┏━━

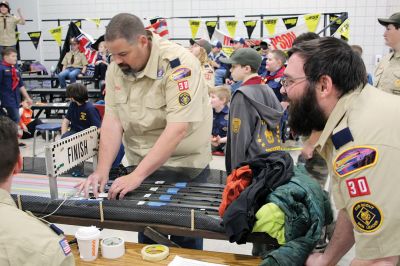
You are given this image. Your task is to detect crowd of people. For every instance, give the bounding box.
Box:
[0,4,400,265]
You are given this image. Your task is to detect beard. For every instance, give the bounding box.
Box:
[289,83,327,136]
[118,64,137,77]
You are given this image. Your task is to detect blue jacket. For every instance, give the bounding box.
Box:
[0,64,24,108]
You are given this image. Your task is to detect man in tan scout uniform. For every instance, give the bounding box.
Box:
[76,14,212,247]
[374,12,400,95]
[285,37,400,266]
[0,117,75,266]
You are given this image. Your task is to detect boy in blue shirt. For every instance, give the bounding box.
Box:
[210,85,231,156]
[0,47,32,124]
[61,83,101,138]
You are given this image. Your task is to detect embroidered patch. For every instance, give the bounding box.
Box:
[178,80,189,91]
[346,176,371,198]
[169,67,192,81]
[232,118,242,133]
[352,201,383,233]
[179,92,192,106]
[333,146,378,177]
[58,238,71,256]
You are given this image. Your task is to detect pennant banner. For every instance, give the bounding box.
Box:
[206,21,218,40]
[189,19,200,39]
[49,26,63,46]
[304,14,321,32]
[225,20,237,38]
[337,19,350,41]
[263,18,278,35]
[282,17,299,30]
[27,31,42,49]
[329,14,347,35]
[243,20,257,39]
[86,18,101,28]
[74,20,82,28]
[146,19,169,39]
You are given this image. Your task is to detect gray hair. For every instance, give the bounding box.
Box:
[104,13,146,44]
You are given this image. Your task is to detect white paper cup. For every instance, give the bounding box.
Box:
[75,226,100,261]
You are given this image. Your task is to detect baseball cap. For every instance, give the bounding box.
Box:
[378,12,400,26]
[230,37,246,45]
[189,39,212,54]
[219,48,262,69]
[211,40,222,48]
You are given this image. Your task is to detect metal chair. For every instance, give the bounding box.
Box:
[32,123,61,157]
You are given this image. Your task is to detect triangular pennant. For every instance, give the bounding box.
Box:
[304,14,321,32]
[27,31,42,49]
[86,18,101,28]
[329,13,347,35]
[74,20,82,28]
[282,17,299,30]
[206,21,218,40]
[243,20,257,39]
[263,18,278,35]
[337,19,350,41]
[49,26,62,46]
[189,19,200,39]
[225,20,237,38]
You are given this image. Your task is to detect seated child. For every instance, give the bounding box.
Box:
[210,85,231,156]
[61,83,101,138]
[19,101,43,139]
[262,50,286,102]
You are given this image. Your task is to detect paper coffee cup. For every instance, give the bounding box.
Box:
[75,226,100,261]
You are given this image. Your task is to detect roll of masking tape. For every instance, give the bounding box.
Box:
[142,245,169,261]
[101,237,125,259]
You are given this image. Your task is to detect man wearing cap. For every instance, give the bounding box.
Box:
[208,40,229,86]
[79,13,212,249]
[221,48,283,173]
[374,12,400,95]
[0,116,75,266]
[0,1,25,56]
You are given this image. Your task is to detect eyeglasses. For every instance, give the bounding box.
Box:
[281,76,307,89]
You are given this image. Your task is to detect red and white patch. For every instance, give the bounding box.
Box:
[178,80,189,91]
[346,176,371,198]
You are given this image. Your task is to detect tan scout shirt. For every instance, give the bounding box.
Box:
[61,51,88,68]
[316,85,400,259]
[0,189,75,266]
[105,31,212,168]
[374,52,400,95]
[0,14,24,46]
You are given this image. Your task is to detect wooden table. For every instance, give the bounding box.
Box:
[68,237,261,266]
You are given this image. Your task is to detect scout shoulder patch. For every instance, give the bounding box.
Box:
[351,201,383,233]
[169,66,192,81]
[58,238,71,256]
[333,146,378,177]
[179,92,192,106]
[232,117,242,133]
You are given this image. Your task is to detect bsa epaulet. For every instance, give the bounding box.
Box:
[331,127,354,150]
[169,58,181,68]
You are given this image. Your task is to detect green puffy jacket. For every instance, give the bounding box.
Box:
[261,165,333,266]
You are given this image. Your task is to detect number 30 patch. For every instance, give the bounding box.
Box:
[346,176,371,198]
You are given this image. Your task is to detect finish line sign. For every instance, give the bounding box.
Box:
[46,127,99,177]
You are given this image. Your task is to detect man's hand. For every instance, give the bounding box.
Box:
[305,253,326,266]
[108,174,143,199]
[75,172,108,198]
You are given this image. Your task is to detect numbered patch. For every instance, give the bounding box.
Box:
[169,67,192,81]
[178,80,189,91]
[333,146,378,177]
[352,201,383,233]
[346,176,371,198]
[179,92,192,106]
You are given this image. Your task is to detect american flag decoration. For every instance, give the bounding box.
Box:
[59,238,71,256]
[146,19,168,39]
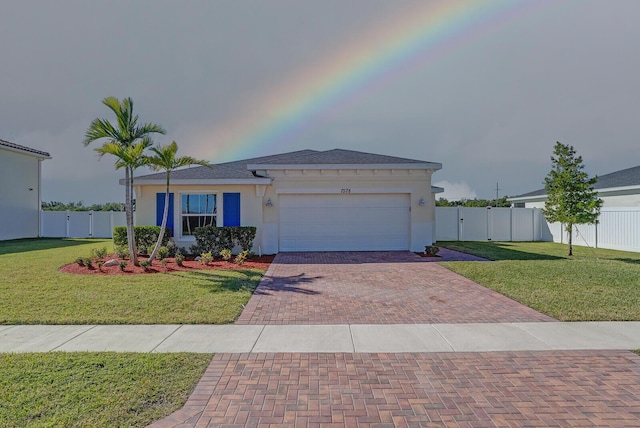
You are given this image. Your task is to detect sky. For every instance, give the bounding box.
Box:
[0,0,640,204]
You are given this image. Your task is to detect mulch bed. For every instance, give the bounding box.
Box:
[60,254,275,275]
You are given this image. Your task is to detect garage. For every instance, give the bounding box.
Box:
[279,193,411,251]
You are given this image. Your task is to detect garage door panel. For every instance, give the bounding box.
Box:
[279,194,410,251]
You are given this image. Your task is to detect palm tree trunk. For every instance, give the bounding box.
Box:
[149,171,170,262]
[124,167,139,266]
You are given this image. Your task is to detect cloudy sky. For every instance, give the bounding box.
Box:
[0,0,640,204]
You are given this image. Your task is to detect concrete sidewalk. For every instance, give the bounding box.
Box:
[0,322,640,353]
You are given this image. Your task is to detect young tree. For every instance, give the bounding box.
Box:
[83,97,165,266]
[146,141,211,262]
[542,142,602,256]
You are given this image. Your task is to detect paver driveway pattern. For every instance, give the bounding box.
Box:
[236,251,553,324]
[154,351,640,428]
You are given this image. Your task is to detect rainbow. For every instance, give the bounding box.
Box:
[198,0,534,162]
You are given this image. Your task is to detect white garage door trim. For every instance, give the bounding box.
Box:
[278,193,411,251]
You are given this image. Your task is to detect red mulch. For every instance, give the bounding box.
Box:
[60,254,275,275]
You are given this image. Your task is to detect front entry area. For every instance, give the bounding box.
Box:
[279,193,411,251]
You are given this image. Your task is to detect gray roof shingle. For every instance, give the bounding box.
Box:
[136,149,438,180]
[0,140,51,158]
[513,165,640,198]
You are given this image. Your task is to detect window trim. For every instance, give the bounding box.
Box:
[178,190,220,241]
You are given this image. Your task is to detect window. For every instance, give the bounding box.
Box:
[181,194,218,236]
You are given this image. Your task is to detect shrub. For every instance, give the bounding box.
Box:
[424,245,440,256]
[235,251,249,265]
[175,253,184,266]
[231,226,257,251]
[200,251,213,265]
[91,247,107,259]
[115,245,130,259]
[158,247,169,260]
[191,226,257,255]
[220,248,231,261]
[113,226,172,251]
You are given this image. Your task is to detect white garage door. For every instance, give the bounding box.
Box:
[279,194,411,251]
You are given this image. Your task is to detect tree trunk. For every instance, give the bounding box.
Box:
[124,167,140,266]
[149,171,169,262]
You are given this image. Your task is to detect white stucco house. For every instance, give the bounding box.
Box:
[508,166,640,208]
[134,149,442,254]
[0,140,51,240]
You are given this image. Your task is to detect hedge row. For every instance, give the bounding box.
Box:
[191,226,256,255]
[113,226,171,250]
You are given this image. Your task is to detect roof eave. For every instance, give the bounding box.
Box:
[247,162,442,171]
[127,178,271,186]
[0,144,51,160]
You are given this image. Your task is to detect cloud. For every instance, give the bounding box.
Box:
[433,181,478,201]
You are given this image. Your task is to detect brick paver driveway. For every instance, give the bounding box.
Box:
[236,251,553,324]
[154,253,640,428]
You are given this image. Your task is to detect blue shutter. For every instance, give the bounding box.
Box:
[156,192,174,235]
[222,193,240,226]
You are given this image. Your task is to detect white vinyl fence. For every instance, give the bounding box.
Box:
[436,207,640,252]
[436,207,553,241]
[40,211,127,238]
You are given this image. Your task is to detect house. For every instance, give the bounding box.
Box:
[134,149,442,254]
[0,140,51,240]
[508,166,640,208]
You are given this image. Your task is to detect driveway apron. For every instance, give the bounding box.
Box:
[152,252,640,428]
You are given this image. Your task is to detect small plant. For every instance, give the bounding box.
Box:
[220,248,231,261]
[200,251,213,265]
[175,253,184,267]
[424,245,440,256]
[140,260,151,272]
[91,247,107,259]
[115,245,129,259]
[234,250,249,265]
[158,247,169,260]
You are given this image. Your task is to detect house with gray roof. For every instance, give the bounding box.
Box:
[134,149,442,254]
[509,166,640,208]
[0,140,51,241]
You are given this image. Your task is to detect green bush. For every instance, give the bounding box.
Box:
[113,226,172,252]
[191,226,256,255]
[158,247,169,260]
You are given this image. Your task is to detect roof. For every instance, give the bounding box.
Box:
[136,149,442,181]
[0,140,51,159]
[509,165,640,199]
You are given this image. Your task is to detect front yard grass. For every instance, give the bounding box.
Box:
[0,239,264,324]
[0,353,211,427]
[438,242,640,321]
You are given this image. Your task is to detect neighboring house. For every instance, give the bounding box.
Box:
[134,149,442,254]
[0,140,51,240]
[508,166,640,208]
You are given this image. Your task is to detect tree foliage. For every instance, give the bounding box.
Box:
[542,142,602,255]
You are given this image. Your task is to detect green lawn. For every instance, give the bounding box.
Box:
[438,242,640,321]
[0,239,264,324]
[0,353,211,427]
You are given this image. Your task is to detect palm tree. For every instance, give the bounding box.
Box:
[83,97,166,266]
[146,141,211,262]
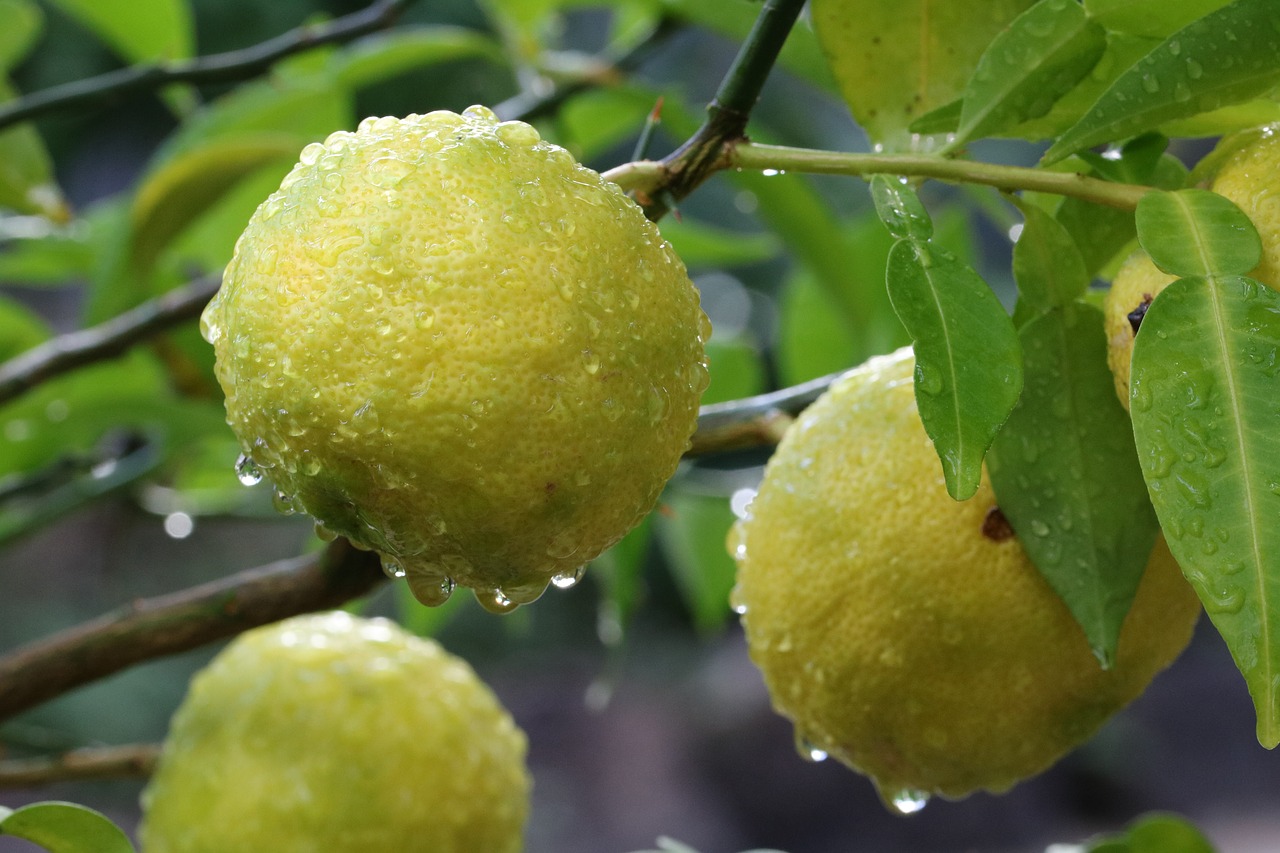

┗━━

Exercise: Set out the items from the line containing "detect green puffy" through the line containing "[46,127,99,177]" as a two-column CSV with the headers instruction and boxes, one row per item. Give each item's text and its answer in a single quoted field apiece, with line breaks replaced by spaces.

Full answer:
instruction,boxes
"You are given this image. Your task is to detect green puffy jacket. For every instance, give the bounding box. Box:","[261,165,333,266]"
"You are given this image. Your task is to detect number 30 patch. For every instance, give the bounding box. Box:","[346,176,371,198]"
"You are given this image. Your task is to detect finish line sign. For every instance, give the bounding box. Box:","[46,127,99,177]"